Entries
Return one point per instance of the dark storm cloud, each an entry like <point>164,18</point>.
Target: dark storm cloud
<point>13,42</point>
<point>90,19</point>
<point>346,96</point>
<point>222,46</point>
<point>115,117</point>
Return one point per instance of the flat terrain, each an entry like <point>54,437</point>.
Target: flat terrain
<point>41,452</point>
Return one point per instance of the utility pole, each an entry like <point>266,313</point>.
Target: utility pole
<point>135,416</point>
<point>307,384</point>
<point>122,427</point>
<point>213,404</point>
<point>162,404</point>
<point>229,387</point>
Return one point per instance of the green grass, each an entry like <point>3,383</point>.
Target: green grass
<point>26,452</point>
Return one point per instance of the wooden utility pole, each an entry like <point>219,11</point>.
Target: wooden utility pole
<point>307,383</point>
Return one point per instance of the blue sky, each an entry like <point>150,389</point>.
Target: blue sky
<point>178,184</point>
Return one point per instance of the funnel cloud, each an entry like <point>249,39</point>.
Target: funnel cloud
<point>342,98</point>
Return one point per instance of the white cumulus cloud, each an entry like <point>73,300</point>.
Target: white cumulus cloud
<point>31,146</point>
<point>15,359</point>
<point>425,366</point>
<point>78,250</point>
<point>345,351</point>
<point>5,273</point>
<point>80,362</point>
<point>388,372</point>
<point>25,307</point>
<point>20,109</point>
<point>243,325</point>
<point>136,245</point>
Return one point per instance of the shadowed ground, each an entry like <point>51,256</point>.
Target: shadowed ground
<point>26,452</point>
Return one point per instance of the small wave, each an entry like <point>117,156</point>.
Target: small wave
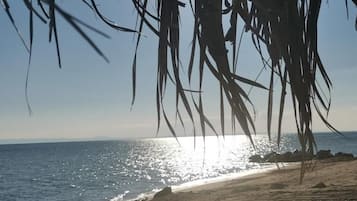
<point>120,197</point>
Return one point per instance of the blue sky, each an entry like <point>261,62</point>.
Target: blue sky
<point>90,98</point>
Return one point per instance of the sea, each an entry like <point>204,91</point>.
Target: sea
<point>118,170</point>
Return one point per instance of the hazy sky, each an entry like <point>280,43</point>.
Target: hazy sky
<point>90,98</point>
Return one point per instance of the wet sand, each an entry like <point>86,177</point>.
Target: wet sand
<point>324,180</point>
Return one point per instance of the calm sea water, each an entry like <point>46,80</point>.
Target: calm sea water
<point>119,170</point>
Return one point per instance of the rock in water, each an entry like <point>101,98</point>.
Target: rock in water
<point>324,154</point>
<point>164,192</point>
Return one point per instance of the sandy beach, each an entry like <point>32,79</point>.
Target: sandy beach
<point>326,180</point>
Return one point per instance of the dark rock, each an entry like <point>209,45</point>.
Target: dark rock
<point>286,157</point>
<point>271,157</point>
<point>164,192</point>
<point>324,154</point>
<point>320,185</point>
<point>256,158</point>
<point>340,156</point>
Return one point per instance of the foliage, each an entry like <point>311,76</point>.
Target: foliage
<point>287,30</point>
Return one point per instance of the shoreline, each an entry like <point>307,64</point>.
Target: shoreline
<point>325,180</point>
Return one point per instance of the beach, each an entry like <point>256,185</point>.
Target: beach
<point>324,180</point>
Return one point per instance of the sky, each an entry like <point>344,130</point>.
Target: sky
<point>89,98</point>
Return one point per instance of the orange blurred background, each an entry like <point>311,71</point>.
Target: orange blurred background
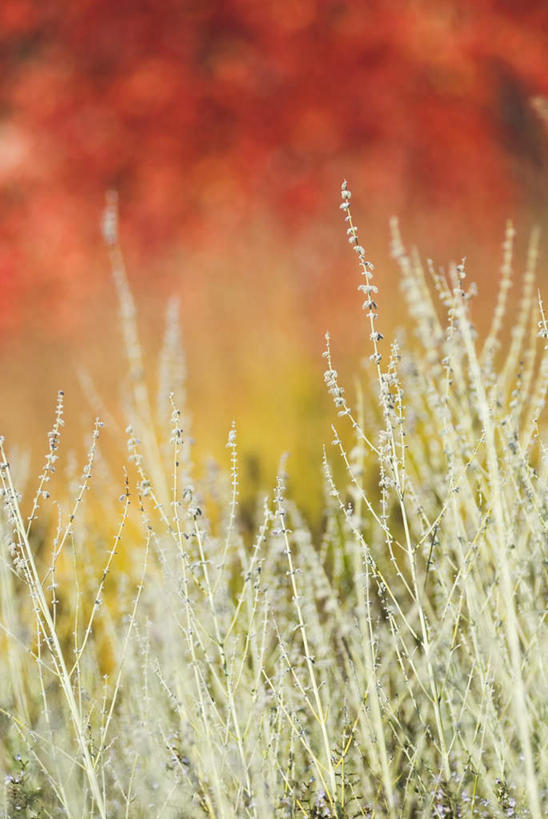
<point>226,126</point>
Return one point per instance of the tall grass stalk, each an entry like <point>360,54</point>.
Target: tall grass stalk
<point>160,660</point>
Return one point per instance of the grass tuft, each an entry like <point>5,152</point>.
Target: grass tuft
<point>157,661</point>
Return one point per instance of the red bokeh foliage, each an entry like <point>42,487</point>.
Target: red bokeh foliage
<point>197,110</point>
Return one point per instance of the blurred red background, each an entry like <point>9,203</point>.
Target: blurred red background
<point>226,127</point>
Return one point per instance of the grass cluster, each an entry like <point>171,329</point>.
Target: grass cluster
<point>394,666</point>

Task prompt
Extract every line of the records above verbatim, leaving the pictures out of your answer.

Response to this exercise
Return one point per instance of the dark storm cloud, each an entry like <point>164,18</point>.
Target: dark storm cloud
<point>13,42</point>
<point>90,19</point>
<point>346,96</point>
<point>222,46</point>
<point>115,117</point>
Return one point per instance of the flat terrain, each an entry like <point>54,437</point>.
Target: flat terrain
<point>41,452</point>
Return one point per instance of the utility pole, each an entry like <point>266,313</point>.
Target: utility pole
<point>135,416</point>
<point>307,384</point>
<point>122,427</point>
<point>213,404</point>
<point>162,404</point>
<point>229,387</point>
Return one point per instance of the green grass, each an entry like <point>3,383</point>.
Target: green grass
<point>26,452</point>
Return one point per instance of the wooden utility pole, each an entry like <point>219,11</point>.
Target: wooden utility pole
<point>307,383</point>
Return one point per instance of the blue sky, each an entry like <point>150,389</point>.
Target: blue sky
<point>178,184</point>
Return one point per instance of the funnel cloud, each an entry like <point>249,39</point>.
Target: funnel cloud
<point>342,98</point>
Return one point per instance of the white cumulus cloud, each an entry like <point>73,300</point>.
Target: white cumulus cloud
<point>31,146</point>
<point>15,359</point>
<point>425,366</point>
<point>78,250</point>
<point>345,351</point>
<point>5,273</point>
<point>80,362</point>
<point>388,372</point>
<point>25,307</point>
<point>20,109</point>
<point>243,325</point>
<point>136,245</point>
Return one point per instance of the shadowed ground, each an entry like <point>51,256</point>.
Target: shadowed ground
<point>26,452</point>
Return one point per instance of the small wave, each an entry like <point>117,156</point>.
Target: small wave
<point>120,197</point>
Return one point per instance of the blue sky, each an entry like <point>261,62</point>.
Target: blue sky
<point>90,98</point>
Return one point per instance of the sea, each an entry like <point>204,91</point>.
Target: sea
<point>118,170</point>
Return one point per instance of the hazy sky, each an entry like <point>280,43</point>.
Target: hazy sky
<point>90,98</point>
Return one point per instance of the wet sand, each an entry like <point>86,177</point>.
Target: wet sand
<point>324,180</point>
Return one point per instance of the calm sea water, each an entry like <point>46,80</point>.
Target: calm sea water
<point>119,170</point>
Return one point per instance of the rock in water, each an entry like <point>101,98</point>.
Target: rock in water
<point>324,154</point>
<point>164,192</point>
Return one point per instance of the sandy beach, each an entry like <point>32,79</point>.
Target: sandy beach
<point>326,180</point>
Return one point per instance of the dark rock, each an entry like <point>209,45</point>.
Target: dark rock
<point>286,157</point>
<point>271,157</point>
<point>164,192</point>
<point>324,154</point>
<point>320,185</point>
<point>256,158</point>
<point>340,156</point>
Return one point per instance of the foliage, each an entry like <point>311,76</point>.
Target: foliage
<point>287,30</point>
Return one point per instance of the shoreline, each an entry like <point>307,64</point>.
Target: shoreline
<point>325,180</point>
Return one point per instance of the beach, each an entry like <point>256,185</point>.
Target: beach
<point>324,180</point>
Return one point per instance of the sky, each an entry like <point>344,130</point>.
Target: sky
<point>89,98</point>
Return one point per instance of the orange blurred background, each an entry like <point>311,71</point>.
Target: orange blurred background
<point>226,126</point>
Return one point per instance of the tall grass stalk, each an entry like <point>360,54</point>.
Target: tall grass stalk
<point>160,660</point>
Return one point per instance of the grass tuft, each an entry like <point>5,152</point>.
Target: grass tuft
<point>157,661</point>
Return one point per instance of the red bokeh foliage, each an entry like <point>42,487</point>.
Target: red bokeh foliage
<point>197,110</point>
Return one point per instance of the blurred red background, each an entry like <point>9,203</point>.
Target: blurred red background
<point>226,127</point>
Return one point per instance of the grass cluster, each an entry like <point>171,329</point>.
Target: grass cluster
<point>394,666</point>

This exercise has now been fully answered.